- **What this task involves**
Copy the rows below word for word, starting at the first one and ending at the row that contains "negative clicks: (685, 539) (743, 457)".

[[ Provided data, beginning ]]

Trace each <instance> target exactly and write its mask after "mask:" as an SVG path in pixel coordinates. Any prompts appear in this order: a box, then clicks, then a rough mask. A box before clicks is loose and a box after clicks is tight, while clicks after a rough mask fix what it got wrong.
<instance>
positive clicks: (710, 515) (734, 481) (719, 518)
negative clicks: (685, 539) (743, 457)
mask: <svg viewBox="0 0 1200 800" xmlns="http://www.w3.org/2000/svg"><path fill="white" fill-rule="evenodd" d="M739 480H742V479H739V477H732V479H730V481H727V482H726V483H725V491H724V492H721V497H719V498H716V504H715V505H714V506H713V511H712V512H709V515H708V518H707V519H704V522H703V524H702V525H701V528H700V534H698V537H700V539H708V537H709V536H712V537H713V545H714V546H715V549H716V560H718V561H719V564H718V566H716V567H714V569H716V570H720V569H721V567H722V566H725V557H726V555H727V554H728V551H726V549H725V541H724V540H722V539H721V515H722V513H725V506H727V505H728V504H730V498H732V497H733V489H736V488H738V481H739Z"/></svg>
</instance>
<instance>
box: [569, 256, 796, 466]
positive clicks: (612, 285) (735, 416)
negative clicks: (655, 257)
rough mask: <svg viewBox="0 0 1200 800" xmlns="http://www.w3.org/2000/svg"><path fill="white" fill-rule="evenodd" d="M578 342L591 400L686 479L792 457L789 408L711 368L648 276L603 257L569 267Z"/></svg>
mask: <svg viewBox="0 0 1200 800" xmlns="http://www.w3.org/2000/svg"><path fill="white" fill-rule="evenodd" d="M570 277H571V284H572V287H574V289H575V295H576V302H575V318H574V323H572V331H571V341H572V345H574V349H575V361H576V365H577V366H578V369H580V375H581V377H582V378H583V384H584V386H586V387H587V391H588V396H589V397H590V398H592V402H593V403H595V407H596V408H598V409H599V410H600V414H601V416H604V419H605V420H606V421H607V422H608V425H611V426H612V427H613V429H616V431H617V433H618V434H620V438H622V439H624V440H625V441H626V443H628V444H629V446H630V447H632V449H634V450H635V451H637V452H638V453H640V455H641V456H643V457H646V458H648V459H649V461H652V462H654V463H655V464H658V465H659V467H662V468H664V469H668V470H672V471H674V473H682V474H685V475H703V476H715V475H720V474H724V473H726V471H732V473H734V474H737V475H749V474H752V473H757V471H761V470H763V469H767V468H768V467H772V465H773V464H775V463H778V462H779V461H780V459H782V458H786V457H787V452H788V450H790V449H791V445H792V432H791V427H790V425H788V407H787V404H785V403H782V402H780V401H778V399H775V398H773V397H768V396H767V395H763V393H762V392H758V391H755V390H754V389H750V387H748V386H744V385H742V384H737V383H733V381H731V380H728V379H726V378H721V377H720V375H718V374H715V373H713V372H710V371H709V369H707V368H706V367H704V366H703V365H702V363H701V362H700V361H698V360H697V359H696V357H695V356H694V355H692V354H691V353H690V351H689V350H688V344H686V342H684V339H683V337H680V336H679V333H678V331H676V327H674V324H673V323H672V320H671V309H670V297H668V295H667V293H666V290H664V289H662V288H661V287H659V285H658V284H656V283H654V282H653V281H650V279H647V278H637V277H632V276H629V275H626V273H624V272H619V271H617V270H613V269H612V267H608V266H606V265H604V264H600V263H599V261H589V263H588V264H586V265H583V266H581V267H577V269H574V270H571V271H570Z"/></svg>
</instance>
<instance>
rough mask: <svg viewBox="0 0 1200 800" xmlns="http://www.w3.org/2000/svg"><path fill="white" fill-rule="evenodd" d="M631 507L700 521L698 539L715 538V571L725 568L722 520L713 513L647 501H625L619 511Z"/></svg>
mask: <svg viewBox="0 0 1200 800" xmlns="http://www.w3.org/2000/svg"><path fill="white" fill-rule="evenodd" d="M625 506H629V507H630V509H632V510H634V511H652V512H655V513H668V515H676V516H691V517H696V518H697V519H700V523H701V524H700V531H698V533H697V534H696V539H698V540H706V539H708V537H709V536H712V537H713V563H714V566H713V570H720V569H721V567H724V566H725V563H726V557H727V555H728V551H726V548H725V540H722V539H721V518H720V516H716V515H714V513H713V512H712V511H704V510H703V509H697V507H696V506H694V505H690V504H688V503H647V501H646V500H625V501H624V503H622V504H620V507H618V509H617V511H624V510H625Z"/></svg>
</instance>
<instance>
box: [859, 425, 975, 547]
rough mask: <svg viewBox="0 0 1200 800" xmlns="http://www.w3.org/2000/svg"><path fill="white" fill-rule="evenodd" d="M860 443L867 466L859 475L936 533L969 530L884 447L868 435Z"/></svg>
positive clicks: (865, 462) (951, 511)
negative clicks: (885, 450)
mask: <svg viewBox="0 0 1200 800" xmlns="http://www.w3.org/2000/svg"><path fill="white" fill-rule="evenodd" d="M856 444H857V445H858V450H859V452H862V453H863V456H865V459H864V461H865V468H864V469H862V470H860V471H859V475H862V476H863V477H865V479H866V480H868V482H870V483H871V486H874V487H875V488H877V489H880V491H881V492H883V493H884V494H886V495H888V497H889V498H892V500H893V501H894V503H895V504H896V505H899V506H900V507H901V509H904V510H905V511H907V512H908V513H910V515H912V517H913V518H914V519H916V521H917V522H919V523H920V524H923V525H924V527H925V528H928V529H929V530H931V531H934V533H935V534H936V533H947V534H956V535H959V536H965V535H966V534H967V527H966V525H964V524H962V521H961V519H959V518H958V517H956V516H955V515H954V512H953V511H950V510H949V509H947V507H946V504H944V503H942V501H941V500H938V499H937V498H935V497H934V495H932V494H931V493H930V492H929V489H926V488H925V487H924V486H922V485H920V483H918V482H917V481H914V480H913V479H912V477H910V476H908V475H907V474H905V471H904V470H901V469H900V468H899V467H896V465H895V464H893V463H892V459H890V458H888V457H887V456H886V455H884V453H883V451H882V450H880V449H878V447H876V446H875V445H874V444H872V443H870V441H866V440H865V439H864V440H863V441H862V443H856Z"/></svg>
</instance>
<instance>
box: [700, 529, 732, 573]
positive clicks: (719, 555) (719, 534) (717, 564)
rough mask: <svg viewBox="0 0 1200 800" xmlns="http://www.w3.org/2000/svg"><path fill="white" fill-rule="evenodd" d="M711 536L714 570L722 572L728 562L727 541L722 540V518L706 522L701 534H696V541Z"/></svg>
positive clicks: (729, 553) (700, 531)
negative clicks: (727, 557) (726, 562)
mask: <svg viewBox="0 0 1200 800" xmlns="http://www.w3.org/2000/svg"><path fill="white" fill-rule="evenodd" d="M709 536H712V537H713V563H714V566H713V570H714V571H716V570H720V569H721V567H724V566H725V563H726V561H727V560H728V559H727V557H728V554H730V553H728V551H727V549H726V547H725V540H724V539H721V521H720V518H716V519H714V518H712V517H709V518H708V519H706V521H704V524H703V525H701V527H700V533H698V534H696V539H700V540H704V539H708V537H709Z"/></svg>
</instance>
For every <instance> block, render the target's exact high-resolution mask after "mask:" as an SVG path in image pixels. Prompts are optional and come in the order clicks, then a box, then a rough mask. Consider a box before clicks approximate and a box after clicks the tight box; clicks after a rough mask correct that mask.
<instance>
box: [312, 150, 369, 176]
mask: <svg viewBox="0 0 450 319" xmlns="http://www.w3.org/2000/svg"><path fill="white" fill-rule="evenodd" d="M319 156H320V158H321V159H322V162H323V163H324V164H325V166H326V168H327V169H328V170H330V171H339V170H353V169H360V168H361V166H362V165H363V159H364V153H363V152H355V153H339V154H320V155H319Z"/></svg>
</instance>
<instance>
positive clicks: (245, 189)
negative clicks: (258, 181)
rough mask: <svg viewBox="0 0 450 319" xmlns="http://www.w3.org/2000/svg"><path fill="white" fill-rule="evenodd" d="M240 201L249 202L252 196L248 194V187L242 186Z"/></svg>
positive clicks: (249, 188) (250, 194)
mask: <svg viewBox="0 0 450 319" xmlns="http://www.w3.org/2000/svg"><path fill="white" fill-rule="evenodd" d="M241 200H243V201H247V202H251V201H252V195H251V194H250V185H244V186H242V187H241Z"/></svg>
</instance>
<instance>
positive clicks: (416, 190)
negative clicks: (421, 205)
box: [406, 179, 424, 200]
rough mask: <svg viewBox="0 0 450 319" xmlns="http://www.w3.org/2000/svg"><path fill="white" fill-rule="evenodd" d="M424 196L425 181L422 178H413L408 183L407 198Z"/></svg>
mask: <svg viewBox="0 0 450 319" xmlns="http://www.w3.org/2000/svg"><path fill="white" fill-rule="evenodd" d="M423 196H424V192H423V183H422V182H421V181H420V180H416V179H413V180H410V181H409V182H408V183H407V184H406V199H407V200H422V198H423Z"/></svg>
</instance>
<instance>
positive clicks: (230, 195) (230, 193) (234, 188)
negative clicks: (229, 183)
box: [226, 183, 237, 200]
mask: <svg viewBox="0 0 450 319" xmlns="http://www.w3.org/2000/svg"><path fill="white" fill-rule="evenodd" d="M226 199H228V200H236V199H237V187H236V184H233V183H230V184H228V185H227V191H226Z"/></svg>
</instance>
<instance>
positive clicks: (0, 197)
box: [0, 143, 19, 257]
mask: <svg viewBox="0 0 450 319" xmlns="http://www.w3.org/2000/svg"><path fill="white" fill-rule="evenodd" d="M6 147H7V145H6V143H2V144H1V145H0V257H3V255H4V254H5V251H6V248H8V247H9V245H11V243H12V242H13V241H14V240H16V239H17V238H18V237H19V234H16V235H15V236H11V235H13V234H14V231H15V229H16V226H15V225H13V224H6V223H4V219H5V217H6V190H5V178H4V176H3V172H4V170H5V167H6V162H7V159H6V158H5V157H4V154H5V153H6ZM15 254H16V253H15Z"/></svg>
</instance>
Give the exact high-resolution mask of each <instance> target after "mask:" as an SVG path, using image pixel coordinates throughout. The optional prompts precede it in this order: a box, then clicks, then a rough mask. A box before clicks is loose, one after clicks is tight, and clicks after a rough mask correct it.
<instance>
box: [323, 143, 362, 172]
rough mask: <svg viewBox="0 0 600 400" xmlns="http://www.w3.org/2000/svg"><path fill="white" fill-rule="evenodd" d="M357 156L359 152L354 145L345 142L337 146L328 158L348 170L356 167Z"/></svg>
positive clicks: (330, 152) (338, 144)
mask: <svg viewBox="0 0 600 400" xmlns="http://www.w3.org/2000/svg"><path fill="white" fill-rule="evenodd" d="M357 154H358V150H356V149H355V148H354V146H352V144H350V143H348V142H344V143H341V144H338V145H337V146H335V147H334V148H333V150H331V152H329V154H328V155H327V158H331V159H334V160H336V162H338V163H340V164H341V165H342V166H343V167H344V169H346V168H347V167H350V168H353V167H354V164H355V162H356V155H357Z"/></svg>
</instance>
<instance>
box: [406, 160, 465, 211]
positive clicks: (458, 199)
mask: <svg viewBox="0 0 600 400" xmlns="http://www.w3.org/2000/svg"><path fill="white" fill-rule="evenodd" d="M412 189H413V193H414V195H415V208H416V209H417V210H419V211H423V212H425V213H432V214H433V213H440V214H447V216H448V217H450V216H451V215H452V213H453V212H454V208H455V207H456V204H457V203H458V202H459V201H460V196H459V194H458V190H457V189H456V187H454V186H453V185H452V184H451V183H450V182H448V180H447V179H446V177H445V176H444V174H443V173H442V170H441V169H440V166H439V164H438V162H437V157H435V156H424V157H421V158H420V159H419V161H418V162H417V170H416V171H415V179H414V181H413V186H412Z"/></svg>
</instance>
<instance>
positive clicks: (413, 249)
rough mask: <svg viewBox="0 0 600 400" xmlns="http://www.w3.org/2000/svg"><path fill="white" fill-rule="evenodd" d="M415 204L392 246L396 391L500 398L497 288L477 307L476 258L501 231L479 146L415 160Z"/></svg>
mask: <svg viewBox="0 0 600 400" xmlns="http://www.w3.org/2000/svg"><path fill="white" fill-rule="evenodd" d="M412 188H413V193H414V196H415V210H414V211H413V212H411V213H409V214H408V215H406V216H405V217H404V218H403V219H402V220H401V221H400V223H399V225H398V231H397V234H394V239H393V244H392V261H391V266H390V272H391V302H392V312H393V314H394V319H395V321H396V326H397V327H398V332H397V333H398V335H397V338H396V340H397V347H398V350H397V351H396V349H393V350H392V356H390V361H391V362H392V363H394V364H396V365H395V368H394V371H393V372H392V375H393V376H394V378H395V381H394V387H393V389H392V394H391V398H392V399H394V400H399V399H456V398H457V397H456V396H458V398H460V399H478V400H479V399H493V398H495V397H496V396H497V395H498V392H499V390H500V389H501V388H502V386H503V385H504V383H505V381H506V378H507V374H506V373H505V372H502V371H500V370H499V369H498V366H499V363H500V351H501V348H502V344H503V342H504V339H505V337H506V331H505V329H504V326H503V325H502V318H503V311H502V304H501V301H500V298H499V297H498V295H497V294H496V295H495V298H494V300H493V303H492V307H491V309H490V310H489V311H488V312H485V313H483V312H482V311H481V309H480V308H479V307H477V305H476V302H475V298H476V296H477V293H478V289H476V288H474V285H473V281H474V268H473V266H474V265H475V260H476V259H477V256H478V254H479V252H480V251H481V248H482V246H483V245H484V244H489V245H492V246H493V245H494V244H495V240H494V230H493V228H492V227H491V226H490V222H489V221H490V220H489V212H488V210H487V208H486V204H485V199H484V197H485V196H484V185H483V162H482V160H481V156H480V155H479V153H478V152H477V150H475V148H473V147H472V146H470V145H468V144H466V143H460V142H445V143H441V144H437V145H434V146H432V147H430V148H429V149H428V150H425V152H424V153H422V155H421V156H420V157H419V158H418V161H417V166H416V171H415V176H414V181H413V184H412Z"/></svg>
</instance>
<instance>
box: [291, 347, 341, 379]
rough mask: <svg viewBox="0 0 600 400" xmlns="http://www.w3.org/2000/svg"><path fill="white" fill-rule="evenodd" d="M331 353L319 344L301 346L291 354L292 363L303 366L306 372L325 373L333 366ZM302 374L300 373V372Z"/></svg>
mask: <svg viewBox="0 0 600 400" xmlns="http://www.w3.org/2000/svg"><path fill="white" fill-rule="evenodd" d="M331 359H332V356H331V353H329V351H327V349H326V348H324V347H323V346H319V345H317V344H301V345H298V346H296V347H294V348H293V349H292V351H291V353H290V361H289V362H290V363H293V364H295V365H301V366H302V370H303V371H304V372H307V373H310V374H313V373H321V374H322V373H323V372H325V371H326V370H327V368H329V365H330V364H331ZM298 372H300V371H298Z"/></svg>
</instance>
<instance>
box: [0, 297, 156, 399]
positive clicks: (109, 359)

[[ Provided data, end ]]

- **Task output**
Trace each <instance> target exactly and write its mask after "mask:" as an SVG path in pixel coordinates. Any prompts appear in this order: a box, then clicks, then a rough mask. A box before clicks is loose and a box after clicks is tight, while clicks after a rough mask fix what it got wrong.
<instance>
positive clicks: (710, 515) (734, 481) (719, 518)
negative clicks: (685, 539) (743, 457)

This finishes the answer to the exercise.